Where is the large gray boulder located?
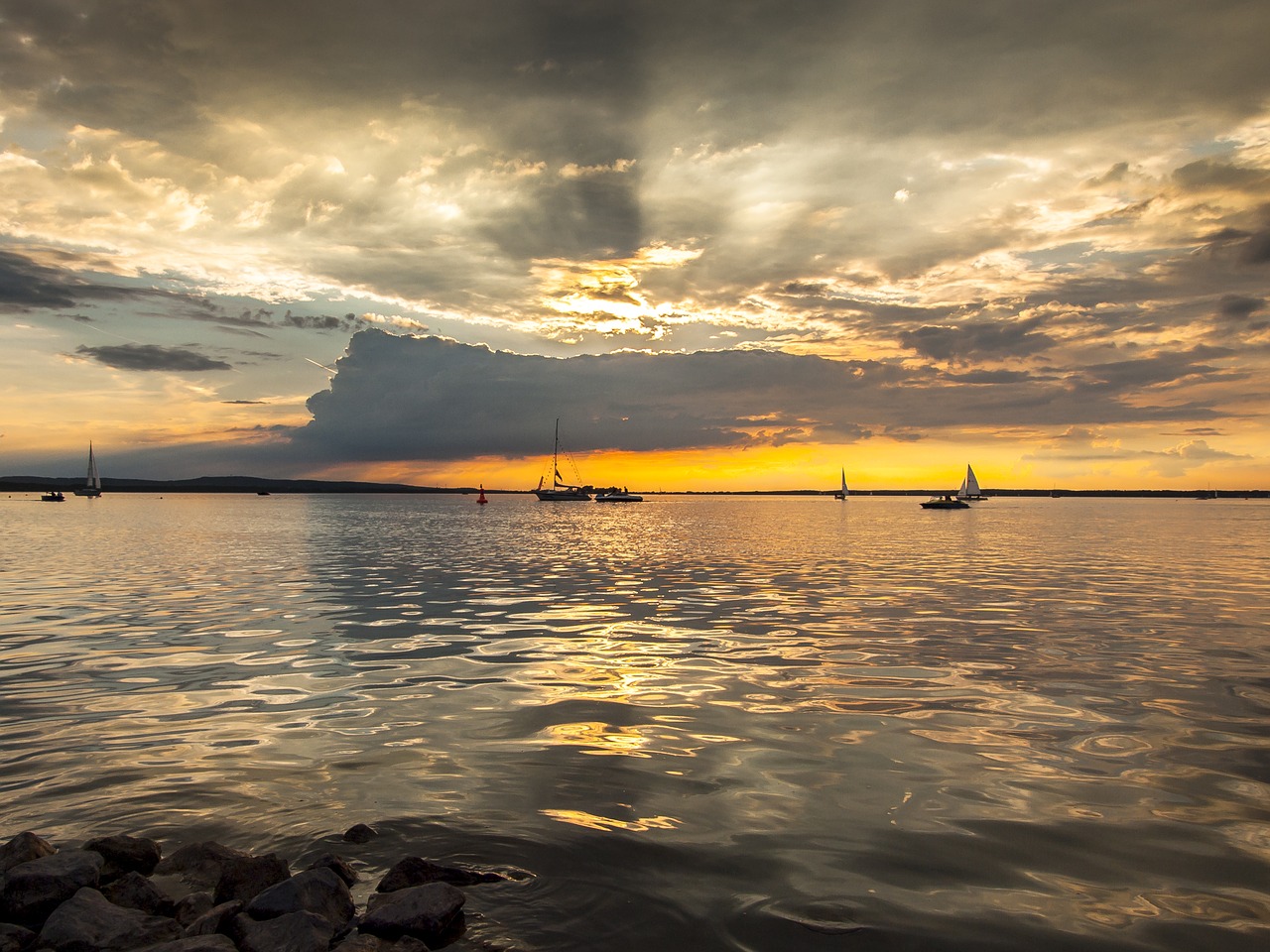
[40,889,181,952]
[301,853,358,889]
[173,892,214,925]
[0,830,58,874]
[213,853,291,905]
[145,935,237,952]
[234,912,335,952]
[329,935,430,952]
[246,870,355,933]
[375,856,504,892]
[0,849,104,928]
[186,898,242,935]
[358,883,466,944]
[83,834,163,880]
[100,871,174,916]
[155,840,248,890]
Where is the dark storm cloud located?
[899,317,1054,362]
[0,251,205,314]
[280,311,366,334]
[292,330,1219,459]
[0,251,75,309]
[75,344,234,373]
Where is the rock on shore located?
[0,824,505,952]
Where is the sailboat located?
[956,463,987,502]
[75,443,101,498]
[534,416,590,503]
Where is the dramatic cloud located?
[75,344,234,373]
[0,0,1270,479]
[286,331,1215,461]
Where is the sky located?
[0,0,1270,491]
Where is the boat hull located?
[534,489,590,503]
[922,499,970,509]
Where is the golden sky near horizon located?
[0,0,1270,490]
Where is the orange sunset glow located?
[0,3,1270,491]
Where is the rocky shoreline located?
[0,824,507,952]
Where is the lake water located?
[0,495,1270,952]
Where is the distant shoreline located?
[0,476,1270,499]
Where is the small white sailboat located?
[534,416,590,503]
[956,463,987,502]
[75,441,101,498]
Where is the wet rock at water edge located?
[309,853,361,889]
[173,892,215,925]
[40,889,182,952]
[344,822,380,843]
[0,849,105,928]
[332,935,431,952]
[358,883,466,944]
[101,872,176,917]
[212,853,291,905]
[231,912,335,952]
[144,935,239,952]
[186,898,242,935]
[83,834,163,881]
[0,923,40,952]
[376,856,507,892]
[155,840,248,890]
[0,830,58,874]
[244,870,355,933]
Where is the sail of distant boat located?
[75,441,101,496]
[534,416,590,503]
[956,463,987,499]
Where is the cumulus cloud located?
[75,344,234,373]
[0,0,1270,484]
[283,330,1234,459]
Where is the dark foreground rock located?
[359,883,466,944]
[40,888,181,952]
[0,828,505,952]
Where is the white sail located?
[956,463,983,498]
[87,443,101,489]
[75,443,101,498]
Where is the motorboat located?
[922,493,970,509]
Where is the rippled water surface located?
[0,495,1270,952]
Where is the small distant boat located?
[595,486,644,503]
[75,443,101,499]
[534,416,590,503]
[956,463,987,503]
[922,493,970,509]
[833,470,847,499]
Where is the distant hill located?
[0,476,476,493]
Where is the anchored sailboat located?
[534,416,590,503]
[956,463,987,500]
[75,441,101,498]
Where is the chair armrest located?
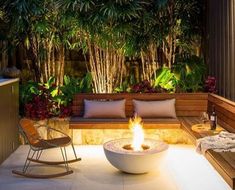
[38,125,69,137]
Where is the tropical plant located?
[173,56,206,92]
[204,76,217,93]
[154,67,177,92]
[56,73,92,106]
[131,80,157,93]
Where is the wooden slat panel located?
[208,94,235,132]
[205,0,235,101]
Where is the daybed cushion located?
[133,99,176,118]
[69,117,179,124]
[83,100,126,118]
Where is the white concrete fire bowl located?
[103,138,168,174]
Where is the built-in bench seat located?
[70,93,208,129]
[70,117,181,129]
[70,93,235,189]
[179,114,235,189]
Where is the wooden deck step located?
[179,117,235,189]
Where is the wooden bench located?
[179,94,235,189]
[70,93,235,189]
[70,93,208,129]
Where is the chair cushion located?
[33,137,72,149]
[83,99,126,118]
[133,99,176,118]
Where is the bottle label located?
[211,115,215,121]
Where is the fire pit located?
[103,117,168,174]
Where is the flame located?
[129,116,144,151]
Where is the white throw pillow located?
[83,100,126,118]
[133,99,176,118]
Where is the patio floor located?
[0,145,231,190]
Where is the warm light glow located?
[129,116,144,151]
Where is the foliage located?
[114,73,136,93]
[154,67,177,92]
[131,80,156,93]
[20,74,91,119]
[204,76,217,93]
[56,73,92,106]
[173,56,206,92]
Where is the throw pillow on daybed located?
[133,99,176,118]
[83,100,126,118]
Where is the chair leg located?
[23,148,35,173]
[36,150,43,160]
[71,143,78,160]
[60,147,69,171]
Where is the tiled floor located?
[0,145,230,190]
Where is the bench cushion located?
[83,100,126,118]
[133,99,176,118]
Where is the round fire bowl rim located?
[103,138,169,156]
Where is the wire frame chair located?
[12,118,81,178]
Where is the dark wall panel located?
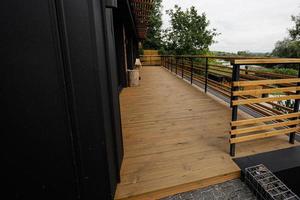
[0,0,77,199]
[106,8,124,178]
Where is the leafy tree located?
[289,15,300,41]
[164,5,217,55]
[143,0,162,49]
[272,38,300,58]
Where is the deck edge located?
[115,170,241,200]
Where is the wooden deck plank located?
[116,67,298,199]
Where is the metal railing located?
[141,55,300,156]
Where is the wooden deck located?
[115,67,298,199]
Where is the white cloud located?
[163,0,300,52]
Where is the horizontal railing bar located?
[230,127,300,144]
[233,86,300,96]
[231,58,300,65]
[230,113,300,126]
[232,95,300,106]
[230,120,300,135]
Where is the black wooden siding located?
[0,0,137,200]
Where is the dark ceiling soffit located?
[125,0,138,39]
[106,0,118,8]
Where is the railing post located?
[190,57,194,84]
[170,56,173,72]
[181,57,184,78]
[175,56,178,75]
[230,65,240,156]
[290,66,300,144]
[205,57,208,93]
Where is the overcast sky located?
[163,0,300,52]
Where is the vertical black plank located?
[205,57,208,93]
[289,66,300,144]
[181,57,184,78]
[190,58,194,84]
[230,65,240,156]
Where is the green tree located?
[164,5,217,55]
[272,15,300,63]
[143,0,162,50]
[289,15,300,41]
[272,38,300,58]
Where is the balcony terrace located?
[115,55,299,199]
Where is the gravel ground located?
[161,179,256,200]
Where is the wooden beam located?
[230,127,300,144]
[230,112,300,126]
[231,58,300,65]
[233,87,300,96]
[230,120,300,135]
[232,78,300,87]
[232,95,300,106]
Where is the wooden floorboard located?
[115,67,298,199]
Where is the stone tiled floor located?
[161,179,256,200]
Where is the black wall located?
[0,0,123,199]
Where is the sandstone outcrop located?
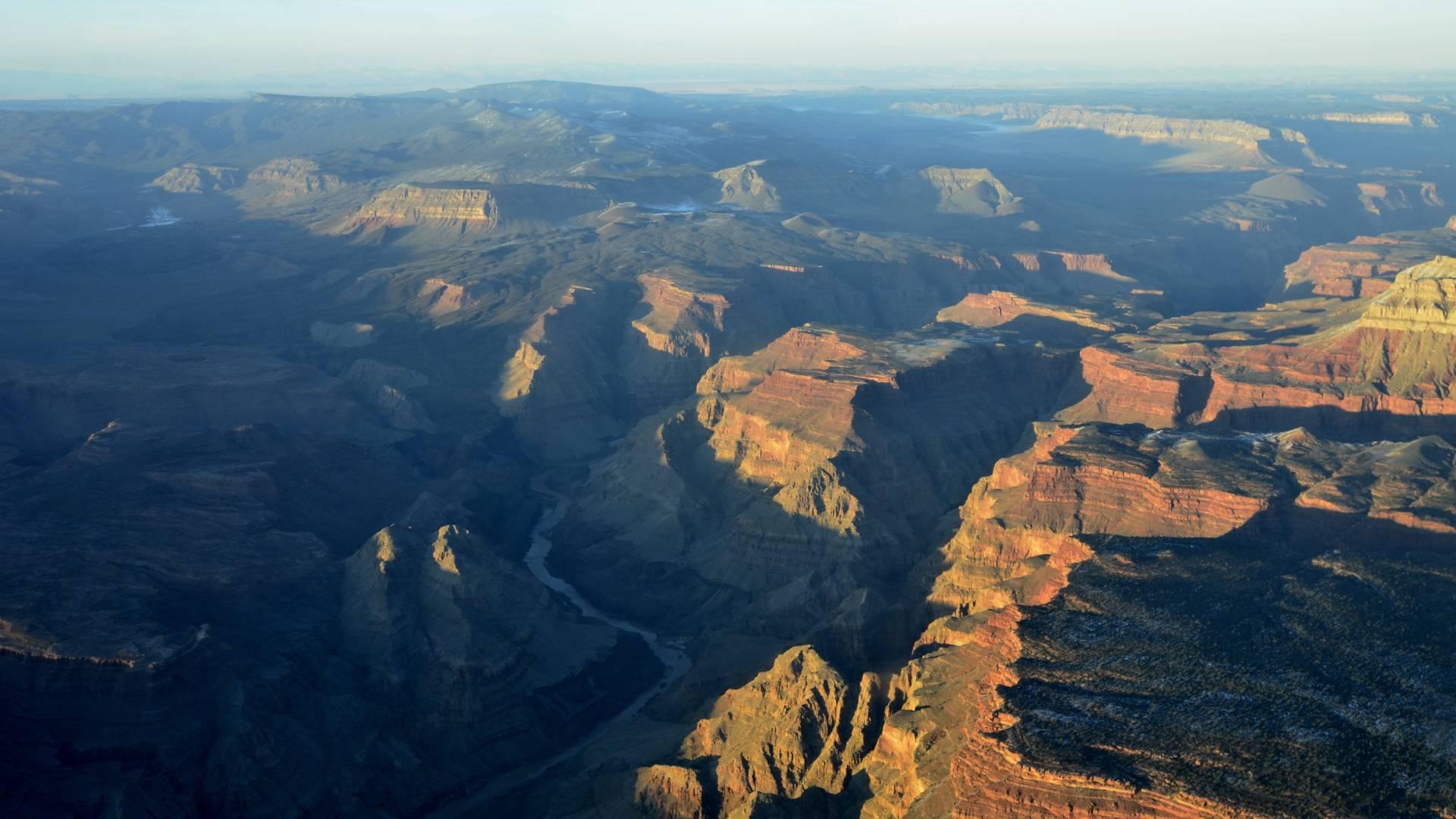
[147,163,243,194]
[638,645,885,817]
[1059,256,1456,438]
[619,270,737,410]
[342,359,435,431]
[497,286,620,459]
[240,158,347,206]
[890,102,1050,121]
[556,326,1072,634]
[337,185,500,234]
[1284,218,1456,299]
[919,165,1021,215]
[1032,106,1331,171]
[861,425,1451,816]
[1320,111,1415,128]
[935,290,1114,332]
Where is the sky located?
[0,0,1456,96]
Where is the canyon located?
[0,73,1456,819]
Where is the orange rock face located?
[1059,347,1198,428]
[935,290,1112,332]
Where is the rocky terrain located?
[0,82,1456,819]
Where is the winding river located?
[434,478,693,816]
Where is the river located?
[434,478,693,816]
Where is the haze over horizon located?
[8,0,1456,98]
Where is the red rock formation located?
[1057,347,1198,428]
[935,290,1112,332]
[337,185,500,233]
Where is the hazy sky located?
[0,0,1456,94]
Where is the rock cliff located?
[337,185,500,234]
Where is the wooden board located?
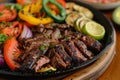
[63,31,116,80]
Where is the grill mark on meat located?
[63,41,87,63]
[34,55,50,72]
[20,23,102,72]
[80,35,102,52]
[74,40,93,59]
[20,54,39,71]
[47,49,67,69]
[56,44,72,66]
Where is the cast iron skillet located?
[0,0,114,80]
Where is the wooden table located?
[98,11,120,80]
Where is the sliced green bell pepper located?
[42,0,66,23]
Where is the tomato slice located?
[2,21,22,37]
[4,37,21,70]
[0,4,17,22]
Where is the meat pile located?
[19,23,102,72]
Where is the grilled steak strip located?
[34,55,50,72]
[74,40,93,59]
[47,49,67,69]
[80,35,102,52]
[63,41,87,63]
[56,44,72,66]
[20,54,39,71]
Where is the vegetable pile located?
[0,0,105,72]
[86,0,119,4]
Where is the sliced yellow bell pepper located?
[18,0,53,25]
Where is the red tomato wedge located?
[4,37,21,70]
[2,21,22,37]
[0,4,17,22]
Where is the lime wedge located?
[82,21,105,40]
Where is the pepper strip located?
[18,0,53,25]
[42,0,66,23]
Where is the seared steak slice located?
[47,49,67,68]
[34,55,50,72]
[56,44,72,66]
[74,40,93,59]
[20,54,39,71]
[80,35,102,52]
[63,41,87,63]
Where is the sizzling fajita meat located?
[20,23,102,72]
[74,40,93,59]
[47,49,67,68]
[55,44,72,66]
[63,41,87,63]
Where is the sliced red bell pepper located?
[0,4,17,22]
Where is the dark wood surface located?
[98,10,120,80]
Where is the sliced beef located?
[80,35,102,52]
[74,40,93,59]
[47,48,67,69]
[52,28,61,42]
[63,41,87,64]
[34,55,50,72]
[56,44,72,66]
[20,54,39,71]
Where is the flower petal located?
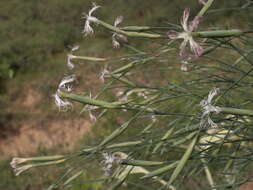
[181,8,190,32]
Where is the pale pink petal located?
[198,0,206,5]
[189,38,204,57]
[189,16,203,32]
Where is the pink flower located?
[83,3,100,36]
[168,8,203,60]
[198,0,206,5]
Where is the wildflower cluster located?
[12,0,253,190]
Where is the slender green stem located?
[96,20,163,39]
[220,107,253,116]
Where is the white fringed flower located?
[83,3,100,36]
[200,88,221,127]
[168,8,204,60]
[67,45,79,70]
[112,16,127,48]
[53,90,72,112]
[53,75,76,111]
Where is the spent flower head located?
[83,3,100,36]
[168,8,204,60]
[200,88,221,127]
[10,157,27,168]
[53,75,76,111]
[101,152,121,176]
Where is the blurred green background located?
[0,0,252,190]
====================
__STATED TASK__.
Copy the rows exactly, from the first row through the line containing "[283,330,1234,459]", including that line, and omit the pictures.

__TASK RESULT__.
Where is the large gray boulder located?
[40,889,181,952]
[301,853,358,889]
[173,892,214,925]
[0,830,58,874]
[213,853,291,905]
[145,935,237,952]
[234,912,335,952]
[329,935,430,952]
[246,870,355,933]
[375,856,504,892]
[0,849,104,928]
[186,898,242,935]
[358,883,466,944]
[83,834,163,880]
[100,871,174,916]
[155,840,248,890]
Where is the dark storm cloud located?
[899,317,1054,362]
[0,251,205,314]
[280,311,366,334]
[292,330,1219,459]
[0,251,75,309]
[75,344,234,373]
Where is the rock on shore located?
[0,824,505,952]
Where is the sailboat located?
[956,463,987,502]
[75,443,101,498]
[534,416,590,503]
Where is the dramatic cloud located?
[75,344,234,373]
[0,0,1270,479]
[286,331,1215,461]
Where is the sky located?
[0,0,1270,491]
Where is the boat hull located?
[534,489,590,503]
[922,499,970,509]
Where is the golden sky near horizon located?
[0,0,1270,490]
Where is the orange sunset glow located?
[0,3,1270,491]
Where is the rocky shoreline located?
[0,824,507,952]
Where is the lake water located?
[0,495,1270,952]
Where is the distant shoreline located?
[0,476,1270,499]
Where is the small white sailboat located?
[534,416,590,503]
[956,463,987,502]
[75,441,101,498]
Where is the wet rock at water edge located?
[309,853,361,889]
[173,892,215,925]
[40,889,182,952]
[344,822,380,843]
[0,849,105,928]
[332,935,431,952]
[358,883,466,944]
[101,872,176,917]
[212,853,291,905]
[231,912,335,952]
[144,935,239,952]
[186,898,242,935]
[83,834,163,881]
[0,923,40,952]
[376,856,507,892]
[155,840,248,890]
[0,830,58,874]
[244,870,355,933]
Where is the sail of distant boat located?
[75,441,101,496]
[534,416,590,503]
[956,463,987,499]
Where is the cumulus cloud located?
[75,344,234,373]
[0,0,1270,484]
[283,330,1234,459]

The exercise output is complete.